▸ **Kutipan Teks**
Rabu, 02 Januari 2019

Pemutusan Hubungan Kerja


A.    Arti Hubungan Kerja
Hubungan kerja adalah suatu kesepakatan antara pekerja dengan pihak majikan dimana pekerja bersedia dan menyanggupi melakukan pekerjaan yang ditentukan pihak majikan dan selanjutnya berhak menerima kompensasi berupa upah dan gaji yang harus dibayar oleh pihak majikan. Suatu hubungan kerja yang sudah berjalan lama dan bahkan bertahun-tahun pada suatu saat bisa terjadi pemutusan kerja yang disebut PHK (Pemutusan Hubungan Kerja).

PHK adalah suatu kondisi atau suatu dimana pekerja tidak bekerja lagi pada instansi atau perusahaan yang bersangkutan karena hubungan kerja telah terputus dan berakhir.
Ada beberapa macam PHK yang dilakukan di perusahaan atau instansi pemerintah:
1.     PHK yang terjadi mengakibatkan putusnya sama sekali hubungan antara kedua belah pihak, baik hubungan kerja maupun hubungan sosial. Pada saat terjadi PHK jenis ini kepada pekerja diberikan semacam uang pesangon sebagai penghargaan atas jasa jasanya pada perusahaan dan semacam jaminan sosial pada keluarganya sampai berikutnya.
2.     PHK yang menimbulkan putusnya hubungan kerja, akan tetapi hubungan sosial antara pekerja dengan organisasi usaha atau intansinya tetap masih berlangsung, karena karyawan itu masih berhak untuk mendapatkan uang pensiun setiap tahunnya.

▸ **Rincian Soal**
Tuliskan semua bentuk uang atau jaminan yang menurut teks tentang PHK diterima pekerja atau keluarganya. Catatan yang menyusul tidak dipakai sama sekali.

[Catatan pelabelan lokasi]
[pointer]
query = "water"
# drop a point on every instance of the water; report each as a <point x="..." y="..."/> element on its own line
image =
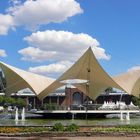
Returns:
<point x="50" y="122"/>
<point x="16" y="115"/>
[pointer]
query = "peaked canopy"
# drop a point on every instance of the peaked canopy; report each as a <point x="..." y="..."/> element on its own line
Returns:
<point x="130" y="82"/>
<point x="17" y="79"/>
<point x="86" y="68"/>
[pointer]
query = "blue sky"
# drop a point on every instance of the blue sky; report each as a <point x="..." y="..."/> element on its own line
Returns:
<point x="47" y="41"/>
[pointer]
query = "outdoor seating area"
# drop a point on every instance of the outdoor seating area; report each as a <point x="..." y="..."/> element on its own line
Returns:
<point x="118" y="106"/>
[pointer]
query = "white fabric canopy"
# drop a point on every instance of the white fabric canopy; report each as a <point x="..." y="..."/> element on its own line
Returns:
<point x="86" y="68"/>
<point x="17" y="79"/>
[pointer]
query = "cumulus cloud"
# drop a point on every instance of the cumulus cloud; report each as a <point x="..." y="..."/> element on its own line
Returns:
<point x="51" y="69"/>
<point x="33" y="13"/>
<point x="134" y="68"/>
<point x="2" y="53"/>
<point x="60" y="45"/>
<point x="6" y="22"/>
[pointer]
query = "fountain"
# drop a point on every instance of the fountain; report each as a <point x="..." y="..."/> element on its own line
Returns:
<point x="121" y="116"/>
<point x="23" y="114"/>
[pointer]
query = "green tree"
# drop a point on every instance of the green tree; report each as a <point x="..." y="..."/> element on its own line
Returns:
<point x="20" y="103"/>
<point x="136" y="101"/>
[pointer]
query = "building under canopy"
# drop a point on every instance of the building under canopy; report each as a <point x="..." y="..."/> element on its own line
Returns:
<point x="17" y="79"/>
<point x="130" y="81"/>
<point x="86" y="68"/>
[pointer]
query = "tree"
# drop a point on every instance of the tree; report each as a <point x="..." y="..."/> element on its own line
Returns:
<point x="9" y="101"/>
<point x="136" y="101"/>
<point x="20" y="103"/>
<point x="109" y="90"/>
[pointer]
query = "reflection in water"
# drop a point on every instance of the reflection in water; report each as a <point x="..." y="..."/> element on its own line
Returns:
<point x="6" y="121"/>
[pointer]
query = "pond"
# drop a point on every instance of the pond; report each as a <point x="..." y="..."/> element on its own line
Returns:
<point x="6" y="120"/>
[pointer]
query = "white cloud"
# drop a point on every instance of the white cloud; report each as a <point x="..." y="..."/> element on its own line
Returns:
<point x="35" y="54"/>
<point x="60" y="45"/>
<point x="134" y="68"/>
<point x="2" y="53"/>
<point x="6" y="22"/>
<point x="52" y="69"/>
<point x="33" y="13"/>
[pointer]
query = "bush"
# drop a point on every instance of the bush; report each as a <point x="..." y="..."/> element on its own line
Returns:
<point x="72" y="127"/>
<point x="50" y="106"/>
<point x="58" y="127"/>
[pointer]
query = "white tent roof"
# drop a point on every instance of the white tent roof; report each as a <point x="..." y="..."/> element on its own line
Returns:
<point x="129" y="81"/>
<point x="17" y="79"/>
<point x="86" y="68"/>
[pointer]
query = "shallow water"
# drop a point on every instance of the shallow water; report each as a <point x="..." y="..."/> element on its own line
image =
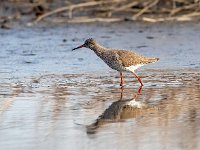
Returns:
<point x="52" y="98"/>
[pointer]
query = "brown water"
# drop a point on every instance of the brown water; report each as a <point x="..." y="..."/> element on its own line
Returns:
<point x="52" y="98"/>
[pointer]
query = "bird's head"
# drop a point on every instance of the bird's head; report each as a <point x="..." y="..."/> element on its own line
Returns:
<point x="89" y="43"/>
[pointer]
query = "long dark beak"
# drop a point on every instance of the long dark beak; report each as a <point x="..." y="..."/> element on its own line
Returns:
<point x="78" y="47"/>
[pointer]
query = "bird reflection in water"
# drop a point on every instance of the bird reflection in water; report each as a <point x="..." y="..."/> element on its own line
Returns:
<point x="119" y="111"/>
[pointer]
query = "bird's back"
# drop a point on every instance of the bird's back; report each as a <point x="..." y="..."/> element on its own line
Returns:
<point x="129" y="58"/>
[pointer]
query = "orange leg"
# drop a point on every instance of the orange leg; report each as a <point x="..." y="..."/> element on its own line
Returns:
<point x="138" y="78"/>
<point x="122" y="81"/>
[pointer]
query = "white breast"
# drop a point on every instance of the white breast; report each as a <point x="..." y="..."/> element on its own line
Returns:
<point x="133" y="68"/>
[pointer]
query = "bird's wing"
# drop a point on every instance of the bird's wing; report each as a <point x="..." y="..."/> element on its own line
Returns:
<point x="129" y="58"/>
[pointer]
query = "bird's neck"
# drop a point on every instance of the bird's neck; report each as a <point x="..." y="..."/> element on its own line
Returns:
<point x="99" y="50"/>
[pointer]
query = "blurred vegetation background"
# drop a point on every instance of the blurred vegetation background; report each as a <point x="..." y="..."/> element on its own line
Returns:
<point x="76" y="11"/>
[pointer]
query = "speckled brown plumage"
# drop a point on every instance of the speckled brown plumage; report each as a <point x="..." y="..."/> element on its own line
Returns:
<point x="118" y="59"/>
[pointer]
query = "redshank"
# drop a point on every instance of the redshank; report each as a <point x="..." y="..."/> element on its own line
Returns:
<point x="119" y="59"/>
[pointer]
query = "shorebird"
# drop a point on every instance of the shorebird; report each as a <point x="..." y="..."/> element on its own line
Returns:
<point x="118" y="59"/>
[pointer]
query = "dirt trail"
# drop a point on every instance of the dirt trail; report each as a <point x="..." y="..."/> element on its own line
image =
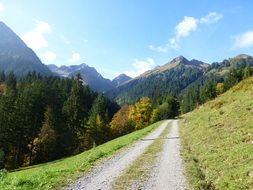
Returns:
<point x="102" y="176"/>
<point x="168" y="172"/>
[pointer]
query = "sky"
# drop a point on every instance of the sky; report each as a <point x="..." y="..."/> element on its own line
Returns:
<point x="130" y="36"/>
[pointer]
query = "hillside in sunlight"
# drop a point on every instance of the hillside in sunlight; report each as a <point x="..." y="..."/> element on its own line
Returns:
<point x="217" y="141"/>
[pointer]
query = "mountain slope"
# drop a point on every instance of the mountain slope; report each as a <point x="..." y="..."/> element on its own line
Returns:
<point x="53" y="175"/>
<point x="90" y="76"/>
<point x="121" y="79"/>
<point x="218" y="141"/>
<point x="16" y="56"/>
<point x="170" y="78"/>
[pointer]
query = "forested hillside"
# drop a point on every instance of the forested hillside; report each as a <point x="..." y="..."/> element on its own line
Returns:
<point x="219" y="78"/>
<point x="15" y="56"/>
<point x="217" y="141"/>
<point x="45" y="118"/>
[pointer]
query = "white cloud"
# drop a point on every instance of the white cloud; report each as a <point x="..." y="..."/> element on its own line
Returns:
<point x="75" y="57"/>
<point x="65" y="39"/>
<point x="184" y="28"/>
<point x="1" y="7"/>
<point x="187" y="25"/>
<point x="35" y="39"/>
<point x="159" y="48"/>
<point x="140" y="66"/>
<point x="211" y="18"/>
<point x="48" y="56"/>
<point x="244" y="40"/>
<point x="171" y="44"/>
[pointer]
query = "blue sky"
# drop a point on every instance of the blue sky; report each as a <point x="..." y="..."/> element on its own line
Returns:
<point x="131" y="36"/>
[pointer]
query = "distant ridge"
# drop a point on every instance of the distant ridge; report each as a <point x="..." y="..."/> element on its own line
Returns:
<point x="90" y="76"/>
<point x="15" y="56"/>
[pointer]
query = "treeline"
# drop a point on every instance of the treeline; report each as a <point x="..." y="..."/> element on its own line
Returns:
<point x="211" y="87"/>
<point x="142" y="113"/>
<point x="46" y="118"/>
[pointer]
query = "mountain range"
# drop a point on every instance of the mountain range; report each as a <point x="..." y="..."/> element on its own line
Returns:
<point x="90" y="76"/>
<point x="16" y="56"/>
<point x="173" y="77"/>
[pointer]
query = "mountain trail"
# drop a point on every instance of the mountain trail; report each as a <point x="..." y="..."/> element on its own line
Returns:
<point x="102" y="176"/>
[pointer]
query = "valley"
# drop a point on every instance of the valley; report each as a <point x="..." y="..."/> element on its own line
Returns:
<point x="126" y="95"/>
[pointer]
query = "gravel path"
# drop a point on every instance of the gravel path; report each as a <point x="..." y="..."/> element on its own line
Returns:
<point x="102" y="176"/>
<point x="168" y="173"/>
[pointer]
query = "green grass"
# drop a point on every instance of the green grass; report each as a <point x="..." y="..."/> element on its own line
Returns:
<point x="217" y="141"/>
<point x="53" y="175"/>
<point x="139" y="170"/>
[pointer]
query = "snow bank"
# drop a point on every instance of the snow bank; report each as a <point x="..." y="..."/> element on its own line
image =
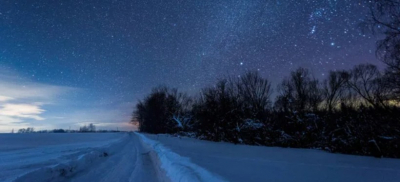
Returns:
<point x="238" y="163"/>
<point x="78" y="163"/>
<point x="176" y="167"/>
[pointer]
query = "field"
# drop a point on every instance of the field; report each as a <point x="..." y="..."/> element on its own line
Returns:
<point x="145" y="157"/>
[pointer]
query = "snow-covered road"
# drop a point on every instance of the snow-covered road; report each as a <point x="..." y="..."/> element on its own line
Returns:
<point x="130" y="164"/>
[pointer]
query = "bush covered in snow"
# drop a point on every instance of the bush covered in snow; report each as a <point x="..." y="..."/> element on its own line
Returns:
<point x="349" y="112"/>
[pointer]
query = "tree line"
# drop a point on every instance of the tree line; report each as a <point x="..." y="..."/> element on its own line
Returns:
<point x="355" y="111"/>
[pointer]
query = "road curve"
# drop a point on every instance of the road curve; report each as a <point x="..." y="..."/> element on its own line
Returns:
<point x="132" y="163"/>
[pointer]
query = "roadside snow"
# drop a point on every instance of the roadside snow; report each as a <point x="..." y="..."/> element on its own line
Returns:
<point x="22" y="154"/>
<point x="176" y="167"/>
<point x="255" y="163"/>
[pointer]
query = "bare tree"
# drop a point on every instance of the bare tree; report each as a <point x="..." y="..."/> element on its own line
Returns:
<point x="368" y="83"/>
<point x="301" y="92"/>
<point x="334" y="88"/>
<point x="254" y="91"/>
<point x="385" y="19"/>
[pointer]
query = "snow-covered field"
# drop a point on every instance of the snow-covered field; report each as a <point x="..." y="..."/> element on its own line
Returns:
<point x="254" y="163"/>
<point x="21" y="154"/>
<point x="144" y="157"/>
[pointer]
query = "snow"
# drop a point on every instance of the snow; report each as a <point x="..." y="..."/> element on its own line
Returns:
<point x="144" y="157"/>
<point x="21" y="154"/>
<point x="256" y="163"/>
<point x="176" y="167"/>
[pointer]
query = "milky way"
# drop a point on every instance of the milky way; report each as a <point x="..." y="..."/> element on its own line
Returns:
<point x="118" y="50"/>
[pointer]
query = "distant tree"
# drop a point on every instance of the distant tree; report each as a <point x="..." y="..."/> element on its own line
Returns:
<point x="385" y="19"/>
<point x="165" y="110"/>
<point x="84" y="129"/>
<point x="233" y="108"/>
<point x="299" y="92"/>
<point x="92" y="127"/>
<point x="368" y="83"/>
<point x="58" y="131"/>
<point x="27" y="130"/>
<point x="334" y="88"/>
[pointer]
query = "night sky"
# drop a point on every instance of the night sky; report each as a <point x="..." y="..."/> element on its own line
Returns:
<point x="68" y="63"/>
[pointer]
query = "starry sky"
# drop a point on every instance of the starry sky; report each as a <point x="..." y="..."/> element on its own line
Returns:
<point x="66" y="63"/>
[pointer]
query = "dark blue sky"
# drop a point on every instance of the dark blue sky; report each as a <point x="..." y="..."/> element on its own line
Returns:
<point x="92" y="60"/>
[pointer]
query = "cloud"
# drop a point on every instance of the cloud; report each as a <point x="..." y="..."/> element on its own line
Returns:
<point x="22" y="111"/>
<point x="22" y="100"/>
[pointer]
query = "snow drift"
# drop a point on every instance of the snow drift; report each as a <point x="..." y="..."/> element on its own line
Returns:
<point x="78" y="163"/>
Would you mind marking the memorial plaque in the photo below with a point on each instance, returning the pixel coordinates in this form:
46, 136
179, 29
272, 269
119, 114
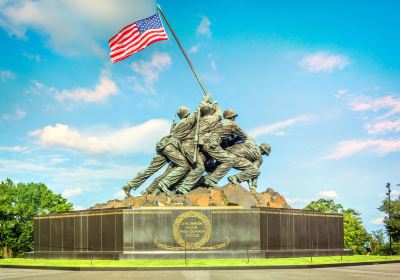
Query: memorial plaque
209, 232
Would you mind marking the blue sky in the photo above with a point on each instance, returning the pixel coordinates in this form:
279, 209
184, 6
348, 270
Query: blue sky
318, 80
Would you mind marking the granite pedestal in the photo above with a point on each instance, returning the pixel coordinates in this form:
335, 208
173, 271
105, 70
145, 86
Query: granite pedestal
187, 232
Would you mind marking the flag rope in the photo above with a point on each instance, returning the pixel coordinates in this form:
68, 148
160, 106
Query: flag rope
183, 51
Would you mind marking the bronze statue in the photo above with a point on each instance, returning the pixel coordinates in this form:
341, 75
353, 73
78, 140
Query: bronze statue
202, 135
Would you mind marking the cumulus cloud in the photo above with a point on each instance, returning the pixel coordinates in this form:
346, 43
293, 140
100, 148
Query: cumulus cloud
103, 90
194, 48
6, 75
276, 128
341, 93
149, 71
378, 221
17, 115
60, 178
79, 207
204, 27
379, 147
14, 149
68, 193
31, 56
328, 194
390, 103
134, 139
119, 194
387, 108
383, 127
72, 26
323, 62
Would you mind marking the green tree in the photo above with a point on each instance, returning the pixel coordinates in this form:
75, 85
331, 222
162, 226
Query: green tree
392, 224
355, 235
19, 203
377, 241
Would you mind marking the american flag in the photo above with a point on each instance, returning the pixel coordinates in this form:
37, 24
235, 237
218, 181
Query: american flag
135, 37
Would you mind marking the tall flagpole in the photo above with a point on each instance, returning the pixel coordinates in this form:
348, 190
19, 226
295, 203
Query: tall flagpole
183, 51
196, 138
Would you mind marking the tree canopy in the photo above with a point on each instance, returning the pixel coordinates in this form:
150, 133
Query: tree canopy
19, 203
392, 219
355, 235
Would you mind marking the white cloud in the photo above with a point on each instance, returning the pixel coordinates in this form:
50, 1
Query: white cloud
383, 127
378, 220
323, 62
72, 26
362, 103
276, 128
17, 115
149, 71
194, 49
79, 207
298, 200
31, 56
204, 27
103, 90
14, 149
134, 139
328, 194
93, 179
68, 193
379, 147
119, 195
6, 75
341, 93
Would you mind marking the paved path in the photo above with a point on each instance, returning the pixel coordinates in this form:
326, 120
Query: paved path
383, 271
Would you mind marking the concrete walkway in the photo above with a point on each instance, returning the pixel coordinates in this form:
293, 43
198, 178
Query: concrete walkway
383, 271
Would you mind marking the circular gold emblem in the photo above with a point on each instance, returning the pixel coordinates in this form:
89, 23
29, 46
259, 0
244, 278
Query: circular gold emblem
192, 230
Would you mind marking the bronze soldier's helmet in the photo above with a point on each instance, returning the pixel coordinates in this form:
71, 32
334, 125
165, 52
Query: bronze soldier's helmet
207, 110
266, 148
182, 112
229, 113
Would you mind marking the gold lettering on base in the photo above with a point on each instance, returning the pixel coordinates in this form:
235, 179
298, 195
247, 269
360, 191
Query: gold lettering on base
192, 230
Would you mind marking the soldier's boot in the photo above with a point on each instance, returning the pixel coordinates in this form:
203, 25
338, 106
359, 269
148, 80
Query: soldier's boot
127, 190
234, 180
144, 192
182, 190
164, 188
210, 183
253, 188
253, 185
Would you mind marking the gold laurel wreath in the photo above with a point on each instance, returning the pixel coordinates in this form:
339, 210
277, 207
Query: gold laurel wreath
191, 245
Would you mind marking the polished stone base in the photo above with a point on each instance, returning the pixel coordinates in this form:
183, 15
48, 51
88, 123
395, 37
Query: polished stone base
188, 232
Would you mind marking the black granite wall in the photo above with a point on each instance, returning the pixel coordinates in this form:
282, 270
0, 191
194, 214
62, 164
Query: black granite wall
110, 233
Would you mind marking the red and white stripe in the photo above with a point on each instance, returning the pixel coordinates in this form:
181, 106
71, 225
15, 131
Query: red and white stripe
129, 41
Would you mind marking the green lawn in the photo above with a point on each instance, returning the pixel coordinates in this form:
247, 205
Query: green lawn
208, 262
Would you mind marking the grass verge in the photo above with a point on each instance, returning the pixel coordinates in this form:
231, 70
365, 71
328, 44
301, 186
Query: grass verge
195, 263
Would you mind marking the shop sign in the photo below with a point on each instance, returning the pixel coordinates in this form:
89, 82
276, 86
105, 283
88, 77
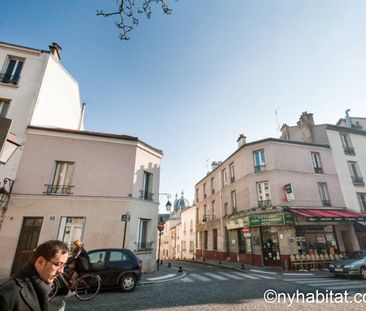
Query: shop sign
271, 219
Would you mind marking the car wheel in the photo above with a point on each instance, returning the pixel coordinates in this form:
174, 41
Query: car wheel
128, 282
363, 273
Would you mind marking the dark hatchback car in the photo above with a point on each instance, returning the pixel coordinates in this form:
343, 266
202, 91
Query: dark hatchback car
116, 267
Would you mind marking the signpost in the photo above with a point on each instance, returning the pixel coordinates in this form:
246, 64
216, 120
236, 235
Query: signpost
126, 218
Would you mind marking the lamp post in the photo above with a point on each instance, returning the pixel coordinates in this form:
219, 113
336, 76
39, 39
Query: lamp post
161, 229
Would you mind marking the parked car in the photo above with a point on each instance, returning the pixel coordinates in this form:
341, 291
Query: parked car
353, 264
116, 267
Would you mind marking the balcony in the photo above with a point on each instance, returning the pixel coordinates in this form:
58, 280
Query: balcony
58, 189
264, 203
146, 195
9, 79
358, 181
326, 203
349, 150
143, 246
259, 168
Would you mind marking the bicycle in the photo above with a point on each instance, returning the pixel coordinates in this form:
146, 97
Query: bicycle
87, 286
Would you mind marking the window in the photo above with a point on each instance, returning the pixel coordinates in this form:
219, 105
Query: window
143, 243
214, 239
71, 229
11, 70
233, 201
324, 196
4, 107
315, 157
347, 145
224, 178
232, 172
263, 194
355, 173
146, 192
259, 160
362, 200
212, 185
61, 178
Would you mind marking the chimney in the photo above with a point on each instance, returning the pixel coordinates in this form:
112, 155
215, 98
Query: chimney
241, 140
55, 50
285, 132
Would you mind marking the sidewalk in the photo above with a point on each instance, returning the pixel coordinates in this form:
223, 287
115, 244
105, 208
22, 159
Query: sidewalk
238, 266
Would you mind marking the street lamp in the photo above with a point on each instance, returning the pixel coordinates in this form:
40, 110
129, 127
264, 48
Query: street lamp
161, 229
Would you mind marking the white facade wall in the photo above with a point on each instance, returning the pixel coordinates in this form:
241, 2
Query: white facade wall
349, 190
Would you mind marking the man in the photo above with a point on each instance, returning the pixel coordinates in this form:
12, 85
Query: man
29, 289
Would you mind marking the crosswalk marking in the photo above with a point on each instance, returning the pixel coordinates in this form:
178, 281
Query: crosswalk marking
216, 276
232, 276
248, 276
200, 277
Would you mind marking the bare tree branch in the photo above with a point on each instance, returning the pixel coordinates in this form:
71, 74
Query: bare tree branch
127, 12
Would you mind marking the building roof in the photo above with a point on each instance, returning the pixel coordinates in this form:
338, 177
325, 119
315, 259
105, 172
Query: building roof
98, 134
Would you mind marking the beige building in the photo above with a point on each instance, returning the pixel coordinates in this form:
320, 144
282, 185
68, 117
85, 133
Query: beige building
77, 185
270, 199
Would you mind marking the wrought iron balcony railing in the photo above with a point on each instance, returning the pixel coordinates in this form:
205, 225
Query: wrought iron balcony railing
143, 246
349, 150
146, 195
58, 189
259, 168
326, 203
10, 79
264, 203
358, 181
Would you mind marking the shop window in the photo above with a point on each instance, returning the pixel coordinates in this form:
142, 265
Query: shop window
315, 157
324, 194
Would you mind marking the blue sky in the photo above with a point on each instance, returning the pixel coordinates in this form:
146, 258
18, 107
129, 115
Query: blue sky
191, 82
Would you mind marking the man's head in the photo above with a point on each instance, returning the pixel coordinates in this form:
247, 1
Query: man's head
49, 259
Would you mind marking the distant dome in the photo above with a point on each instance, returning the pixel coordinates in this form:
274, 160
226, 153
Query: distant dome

▸ **Jawaban Soal**
- Upah
- Gaji
- Uang pesangon
- Jaminan sosial (untuk keluarganya)
- Uang pensiun